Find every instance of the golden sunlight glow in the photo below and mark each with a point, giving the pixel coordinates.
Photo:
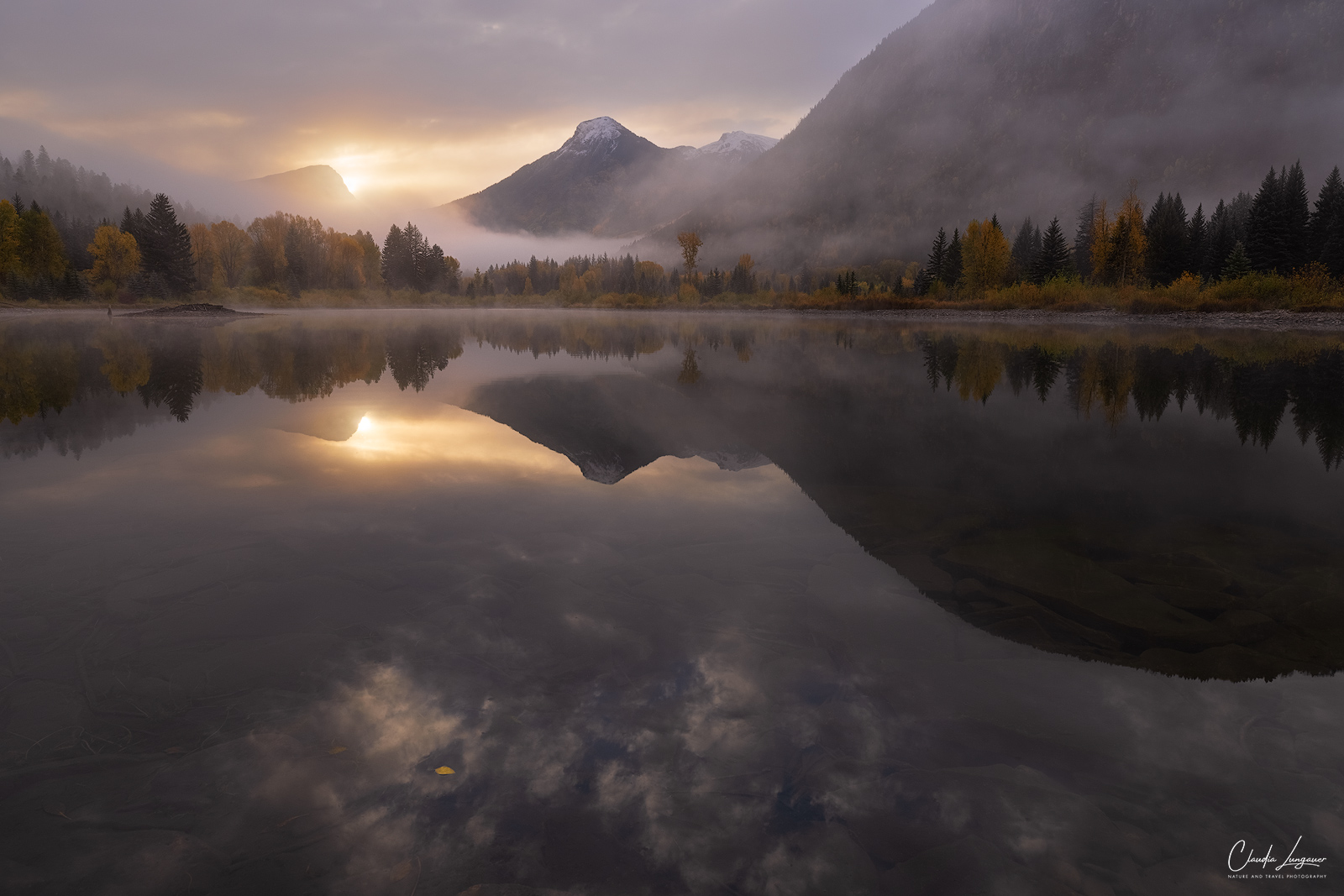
(454, 441)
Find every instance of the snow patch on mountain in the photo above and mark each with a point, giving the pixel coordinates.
(738, 141)
(595, 134)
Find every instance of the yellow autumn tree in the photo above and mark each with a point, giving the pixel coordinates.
(690, 244)
(203, 255)
(1100, 249)
(268, 250)
(116, 257)
(347, 262)
(1128, 241)
(232, 249)
(984, 255)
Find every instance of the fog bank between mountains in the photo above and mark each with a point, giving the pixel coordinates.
(1028, 107)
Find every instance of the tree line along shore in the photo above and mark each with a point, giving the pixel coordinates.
(1270, 250)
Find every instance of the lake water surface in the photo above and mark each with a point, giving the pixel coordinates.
(511, 604)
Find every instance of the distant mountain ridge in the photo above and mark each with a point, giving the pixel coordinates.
(1030, 107)
(609, 181)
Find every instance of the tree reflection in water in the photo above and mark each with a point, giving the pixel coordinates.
(675, 672)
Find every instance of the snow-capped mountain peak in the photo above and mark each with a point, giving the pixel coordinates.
(595, 134)
(739, 141)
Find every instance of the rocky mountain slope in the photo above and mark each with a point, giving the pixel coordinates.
(1030, 107)
(611, 181)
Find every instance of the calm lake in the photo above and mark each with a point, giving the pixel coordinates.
(522, 602)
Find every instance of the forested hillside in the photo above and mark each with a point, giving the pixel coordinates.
(1028, 107)
(76, 199)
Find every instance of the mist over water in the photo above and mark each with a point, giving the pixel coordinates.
(683, 602)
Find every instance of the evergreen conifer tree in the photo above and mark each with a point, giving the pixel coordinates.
(1055, 257)
(1221, 241)
(952, 269)
(1198, 242)
(1297, 222)
(1168, 239)
(1238, 264)
(937, 261)
(1267, 224)
(1026, 248)
(1328, 224)
(165, 246)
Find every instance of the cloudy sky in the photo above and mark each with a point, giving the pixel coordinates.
(425, 100)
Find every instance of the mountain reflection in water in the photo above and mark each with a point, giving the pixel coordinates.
(627, 605)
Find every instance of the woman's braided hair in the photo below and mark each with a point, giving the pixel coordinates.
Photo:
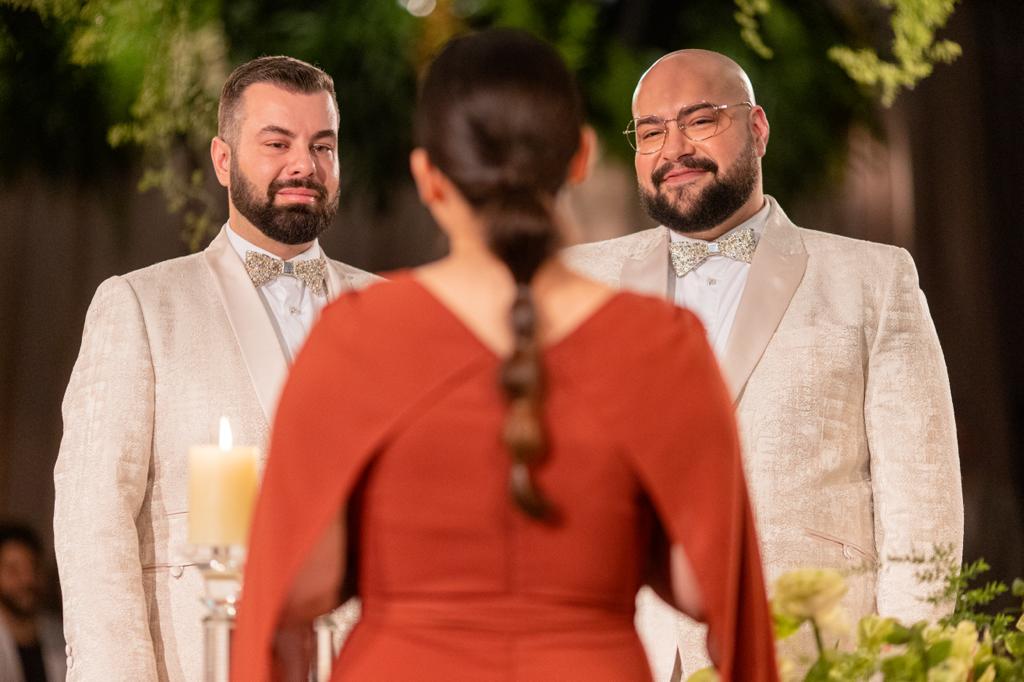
(500, 115)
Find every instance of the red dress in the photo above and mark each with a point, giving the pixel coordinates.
(392, 412)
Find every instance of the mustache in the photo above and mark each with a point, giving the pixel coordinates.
(693, 163)
(305, 183)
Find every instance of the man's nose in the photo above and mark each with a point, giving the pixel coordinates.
(677, 144)
(301, 162)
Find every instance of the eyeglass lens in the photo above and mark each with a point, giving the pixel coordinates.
(648, 135)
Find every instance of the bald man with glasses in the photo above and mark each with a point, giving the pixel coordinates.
(826, 343)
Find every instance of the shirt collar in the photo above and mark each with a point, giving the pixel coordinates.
(756, 222)
(242, 245)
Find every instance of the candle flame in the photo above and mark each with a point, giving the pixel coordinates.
(225, 434)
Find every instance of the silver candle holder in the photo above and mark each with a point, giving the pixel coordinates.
(220, 566)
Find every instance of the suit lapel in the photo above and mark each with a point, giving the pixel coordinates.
(776, 270)
(338, 281)
(251, 323)
(645, 268)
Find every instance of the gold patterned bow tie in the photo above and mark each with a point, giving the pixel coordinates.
(687, 255)
(263, 268)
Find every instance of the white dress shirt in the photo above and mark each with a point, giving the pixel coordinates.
(293, 307)
(712, 290)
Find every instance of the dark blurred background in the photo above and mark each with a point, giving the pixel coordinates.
(97, 98)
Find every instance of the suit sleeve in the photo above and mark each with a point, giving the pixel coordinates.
(911, 435)
(100, 480)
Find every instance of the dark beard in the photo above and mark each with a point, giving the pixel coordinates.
(714, 205)
(287, 224)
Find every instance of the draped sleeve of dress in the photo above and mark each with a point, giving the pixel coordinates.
(392, 411)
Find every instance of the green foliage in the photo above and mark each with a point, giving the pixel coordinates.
(971, 644)
(747, 17)
(148, 73)
(914, 48)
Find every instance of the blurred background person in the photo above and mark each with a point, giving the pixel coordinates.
(32, 645)
(501, 531)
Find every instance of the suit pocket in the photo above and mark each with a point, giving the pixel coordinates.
(850, 550)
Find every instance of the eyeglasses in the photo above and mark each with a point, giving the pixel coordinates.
(697, 122)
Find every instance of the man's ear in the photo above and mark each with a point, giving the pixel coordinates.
(585, 157)
(760, 130)
(220, 154)
(428, 181)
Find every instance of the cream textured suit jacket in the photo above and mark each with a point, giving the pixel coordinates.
(844, 411)
(166, 351)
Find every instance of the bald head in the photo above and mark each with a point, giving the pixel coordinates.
(721, 79)
(700, 176)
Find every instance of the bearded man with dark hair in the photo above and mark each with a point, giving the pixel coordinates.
(170, 348)
(826, 343)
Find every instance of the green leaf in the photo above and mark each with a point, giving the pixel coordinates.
(938, 652)
(785, 626)
(1015, 643)
(898, 635)
(819, 671)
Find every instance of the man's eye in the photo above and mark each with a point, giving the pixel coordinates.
(700, 121)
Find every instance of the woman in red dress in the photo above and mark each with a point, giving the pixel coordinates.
(494, 451)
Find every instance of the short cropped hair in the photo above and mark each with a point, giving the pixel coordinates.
(19, 533)
(285, 72)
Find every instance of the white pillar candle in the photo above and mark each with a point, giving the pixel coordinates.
(222, 482)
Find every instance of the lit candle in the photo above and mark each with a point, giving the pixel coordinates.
(222, 483)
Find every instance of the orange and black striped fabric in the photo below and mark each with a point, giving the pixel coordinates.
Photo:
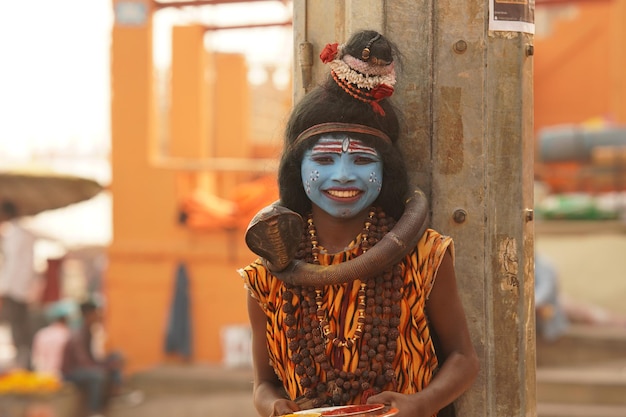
(415, 361)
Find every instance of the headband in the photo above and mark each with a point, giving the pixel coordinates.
(341, 127)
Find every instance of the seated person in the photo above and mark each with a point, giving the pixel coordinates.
(98, 378)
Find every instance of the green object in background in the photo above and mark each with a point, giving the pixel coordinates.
(574, 207)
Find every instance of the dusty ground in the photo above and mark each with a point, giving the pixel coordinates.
(591, 260)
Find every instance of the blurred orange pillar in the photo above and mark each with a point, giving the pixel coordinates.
(148, 242)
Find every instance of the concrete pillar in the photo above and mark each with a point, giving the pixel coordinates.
(467, 96)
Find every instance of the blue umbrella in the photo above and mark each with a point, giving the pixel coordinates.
(178, 338)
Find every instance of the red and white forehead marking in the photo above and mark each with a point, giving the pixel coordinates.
(345, 145)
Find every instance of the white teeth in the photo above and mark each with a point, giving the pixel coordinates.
(343, 193)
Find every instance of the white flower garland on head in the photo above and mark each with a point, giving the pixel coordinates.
(360, 73)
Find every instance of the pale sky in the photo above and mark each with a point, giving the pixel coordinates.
(54, 67)
(54, 87)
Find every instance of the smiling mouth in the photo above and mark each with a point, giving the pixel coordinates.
(343, 193)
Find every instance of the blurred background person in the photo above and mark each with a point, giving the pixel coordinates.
(18, 280)
(49, 341)
(551, 319)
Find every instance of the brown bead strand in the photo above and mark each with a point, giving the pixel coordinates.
(379, 331)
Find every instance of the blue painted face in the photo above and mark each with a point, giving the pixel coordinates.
(341, 175)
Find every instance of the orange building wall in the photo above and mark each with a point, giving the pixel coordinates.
(579, 77)
(576, 66)
(148, 242)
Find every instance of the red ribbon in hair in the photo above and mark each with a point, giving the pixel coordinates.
(329, 52)
(379, 93)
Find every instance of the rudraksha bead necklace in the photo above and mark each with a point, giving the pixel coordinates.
(375, 337)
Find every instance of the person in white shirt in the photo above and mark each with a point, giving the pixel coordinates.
(17, 279)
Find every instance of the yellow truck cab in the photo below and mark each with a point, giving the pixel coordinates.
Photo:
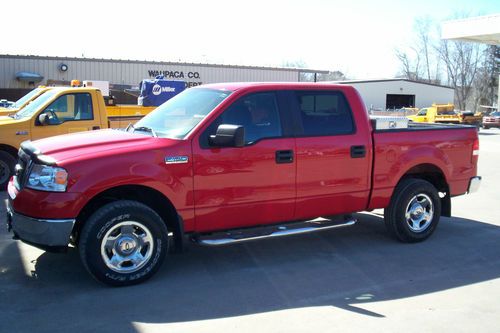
(60, 110)
(446, 114)
(23, 101)
(440, 111)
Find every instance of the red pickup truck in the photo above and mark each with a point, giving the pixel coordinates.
(225, 163)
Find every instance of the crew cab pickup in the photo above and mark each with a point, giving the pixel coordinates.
(55, 111)
(226, 163)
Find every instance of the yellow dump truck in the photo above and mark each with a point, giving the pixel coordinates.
(23, 101)
(446, 114)
(60, 110)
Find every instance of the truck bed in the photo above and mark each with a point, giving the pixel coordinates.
(400, 151)
(416, 126)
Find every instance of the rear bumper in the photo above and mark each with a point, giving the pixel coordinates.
(474, 184)
(43, 233)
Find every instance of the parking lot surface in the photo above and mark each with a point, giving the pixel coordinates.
(350, 279)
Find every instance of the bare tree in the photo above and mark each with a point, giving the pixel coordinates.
(422, 28)
(410, 65)
(462, 62)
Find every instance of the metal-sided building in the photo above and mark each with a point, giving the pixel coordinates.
(397, 93)
(19, 73)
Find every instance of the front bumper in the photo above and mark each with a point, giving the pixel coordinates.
(474, 184)
(43, 233)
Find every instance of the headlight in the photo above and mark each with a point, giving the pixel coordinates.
(47, 178)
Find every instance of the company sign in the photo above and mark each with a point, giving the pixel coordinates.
(191, 78)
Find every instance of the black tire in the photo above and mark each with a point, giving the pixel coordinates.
(408, 196)
(140, 222)
(7, 164)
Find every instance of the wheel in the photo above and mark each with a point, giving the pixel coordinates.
(7, 164)
(123, 243)
(414, 211)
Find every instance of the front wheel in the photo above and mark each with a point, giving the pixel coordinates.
(123, 243)
(414, 211)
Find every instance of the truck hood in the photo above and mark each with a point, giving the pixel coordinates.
(82, 145)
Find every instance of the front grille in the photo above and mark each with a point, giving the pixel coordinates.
(22, 169)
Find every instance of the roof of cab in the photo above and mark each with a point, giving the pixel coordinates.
(234, 86)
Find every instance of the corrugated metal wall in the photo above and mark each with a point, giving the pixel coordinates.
(131, 72)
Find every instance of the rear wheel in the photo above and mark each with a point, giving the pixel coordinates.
(123, 243)
(414, 211)
(7, 164)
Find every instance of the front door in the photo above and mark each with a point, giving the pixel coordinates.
(69, 113)
(254, 184)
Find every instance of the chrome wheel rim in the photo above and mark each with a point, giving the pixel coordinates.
(419, 213)
(127, 247)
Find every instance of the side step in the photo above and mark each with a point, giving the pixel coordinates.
(294, 228)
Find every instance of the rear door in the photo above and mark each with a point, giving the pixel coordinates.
(251, 185)
(333, 156)
(69, 113)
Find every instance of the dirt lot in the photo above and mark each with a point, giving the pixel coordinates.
(351, 279)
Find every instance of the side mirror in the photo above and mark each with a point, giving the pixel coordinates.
(43, 119)
(228, 136)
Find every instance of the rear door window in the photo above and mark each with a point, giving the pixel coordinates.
(325, 113)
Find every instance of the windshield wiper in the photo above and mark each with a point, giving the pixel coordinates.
(142, 128)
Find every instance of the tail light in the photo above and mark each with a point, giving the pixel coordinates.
(475, 147)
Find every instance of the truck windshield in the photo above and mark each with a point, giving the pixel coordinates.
(175, 118)
(35, 105)
(23, 100)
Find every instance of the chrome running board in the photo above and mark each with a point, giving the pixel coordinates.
(295, 228)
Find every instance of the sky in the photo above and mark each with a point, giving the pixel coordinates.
(358, 38)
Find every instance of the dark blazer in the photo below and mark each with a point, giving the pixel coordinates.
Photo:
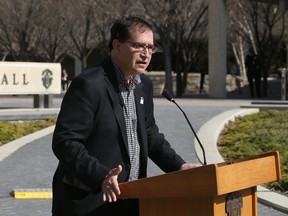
(90, 139)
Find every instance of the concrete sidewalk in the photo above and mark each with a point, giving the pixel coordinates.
(32, 164)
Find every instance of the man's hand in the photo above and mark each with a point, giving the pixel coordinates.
(110, 185)
(189, 166)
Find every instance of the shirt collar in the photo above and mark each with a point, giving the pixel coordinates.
(122, 82)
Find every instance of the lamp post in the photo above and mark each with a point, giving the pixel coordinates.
(283, 83)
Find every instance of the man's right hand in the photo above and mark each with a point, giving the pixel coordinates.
(110, 186)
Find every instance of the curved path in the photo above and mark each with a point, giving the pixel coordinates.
(32, 164)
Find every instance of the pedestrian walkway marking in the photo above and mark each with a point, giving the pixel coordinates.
(32, 193)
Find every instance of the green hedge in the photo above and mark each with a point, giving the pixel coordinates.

============================================================

◆ WHAT THE TASK ASKS ◆
Repeat the line containing "Find every instance of the lamp" and all subsequent lines through the final line of the data, exactly and with no others.

◆ RESULT BELOW ◆
Find every instance of the lamp post in the photo above and mark each with a point, giving the pixel coordinates.
(283, 83)
Find every instance of the man's right hand in the photo above and mark each with a point, giving the pixel coordinates.
(110, 186)
Find every instance of the curved path in the photo above and mark each with a point, giving the pixel coordinates.
(32, 164)
Find every instance of the pedestrian walkway marking in the photo above and mark each with a point, giving the pixel coordinates.
(32, 193)
Find every instance of the green hedge in the photo above and mark each with a point, giving the pixel coordinates.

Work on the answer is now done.